▸ **Tasks**
1) Revise the stretch of the milk-research article from "A2 Corp chief" through "should be reduced.", replacing "court cases" with "lawsuits".
2) Summarize the milk-research article in two sentences.

==== Text for analysis

Biotech entrepreneur A2 Corp has approached tobacco companies to discuss their funding research into links between ordinary milk and heart disease.
A2 Corp chief executive Corran McLachlan said last night that he would be willing to take funding from a tobacco company if the New Zealand Government decided it was notin the national interest to research health issues related to different types of beta caseins in milk.
In an interview on Australia's ABC television Four Corners current affairs programme, he said such a step would be a "last resort".
The attraction for tobacco companies would be that if research showed A1 beta casein in milk in most developed countries contributed to heart disease, the companies could argue their liability for increased heart disease attributed to smoking in high-profile court cases in the United States and Europe should be reduced.
Dr McLachlan has claimed the beta casein A1 found in most cows' milk sold in New Zealand "has been linked with the development of coronary heart disease, childhood diabetes and also implicated with autism and schizophrenia".

========
==== Given information

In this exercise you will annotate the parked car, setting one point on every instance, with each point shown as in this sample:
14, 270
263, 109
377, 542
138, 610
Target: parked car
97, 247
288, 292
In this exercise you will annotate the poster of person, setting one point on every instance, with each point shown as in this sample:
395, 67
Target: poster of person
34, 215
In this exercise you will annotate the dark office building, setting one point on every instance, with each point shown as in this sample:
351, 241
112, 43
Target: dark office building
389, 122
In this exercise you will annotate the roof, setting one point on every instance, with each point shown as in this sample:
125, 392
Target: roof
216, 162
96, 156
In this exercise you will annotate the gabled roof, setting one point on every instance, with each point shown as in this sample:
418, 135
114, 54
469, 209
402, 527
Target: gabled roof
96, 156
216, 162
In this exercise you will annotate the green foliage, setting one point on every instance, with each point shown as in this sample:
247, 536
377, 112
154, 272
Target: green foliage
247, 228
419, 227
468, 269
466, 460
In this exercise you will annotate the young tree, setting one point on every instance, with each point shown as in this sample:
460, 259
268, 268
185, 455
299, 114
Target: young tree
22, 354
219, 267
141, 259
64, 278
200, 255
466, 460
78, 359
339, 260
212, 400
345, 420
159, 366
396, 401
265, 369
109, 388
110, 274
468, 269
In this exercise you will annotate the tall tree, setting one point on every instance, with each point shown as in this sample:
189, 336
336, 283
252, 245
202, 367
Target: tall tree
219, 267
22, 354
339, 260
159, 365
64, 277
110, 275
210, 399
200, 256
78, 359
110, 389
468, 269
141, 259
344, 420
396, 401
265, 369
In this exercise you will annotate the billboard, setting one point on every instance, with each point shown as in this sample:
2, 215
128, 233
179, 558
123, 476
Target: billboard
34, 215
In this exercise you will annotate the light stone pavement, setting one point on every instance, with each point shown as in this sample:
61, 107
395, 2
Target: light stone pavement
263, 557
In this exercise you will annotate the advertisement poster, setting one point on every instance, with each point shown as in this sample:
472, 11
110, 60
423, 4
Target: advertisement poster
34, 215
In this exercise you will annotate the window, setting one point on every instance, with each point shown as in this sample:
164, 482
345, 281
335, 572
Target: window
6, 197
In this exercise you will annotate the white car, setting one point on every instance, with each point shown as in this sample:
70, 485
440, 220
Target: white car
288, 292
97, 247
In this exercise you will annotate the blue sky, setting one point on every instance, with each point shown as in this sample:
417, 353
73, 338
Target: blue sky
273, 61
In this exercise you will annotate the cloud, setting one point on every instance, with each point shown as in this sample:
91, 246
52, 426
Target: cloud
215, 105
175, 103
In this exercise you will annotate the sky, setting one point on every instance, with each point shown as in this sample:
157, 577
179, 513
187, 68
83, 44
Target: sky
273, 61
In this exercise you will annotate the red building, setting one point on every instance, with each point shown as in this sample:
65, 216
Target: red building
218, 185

========

▸ **Solutions per task**
1)
A2 Corp chief executive Corran McLachlan said last night that he would be willing to take funding from a tobacco company if the New Zealand Government decided it was notin the national interest to research health issues related to different types of beta caseins in milk.
In an interview on Australia's ABC television Four Corners current affairs programme, he said such a step would be a "last resort".
The attraction for tobacco companies would be that if research showed A1 beta casein in milk in most developed countries contributed to heart disease, the companies could argue their liability for increased heart disease attributed to smoking in high-profile lawsuits in the United States and Europe should be reduced.

2) A2 Corp has approached tobacco companies about funding research into links between ordinary milk and heart disease, and its chief executive, Corran McLachlan, said he would accept such funding as a "last resort" if the New Zealand Government decided the research was not in the national interest. Tobacco companies would benefit if research showed that A1 beta casein in milk contributes to heart disease, because they could then argue that their liability for smoking-related heart disease in court cases in the United States and Europe should be reduced.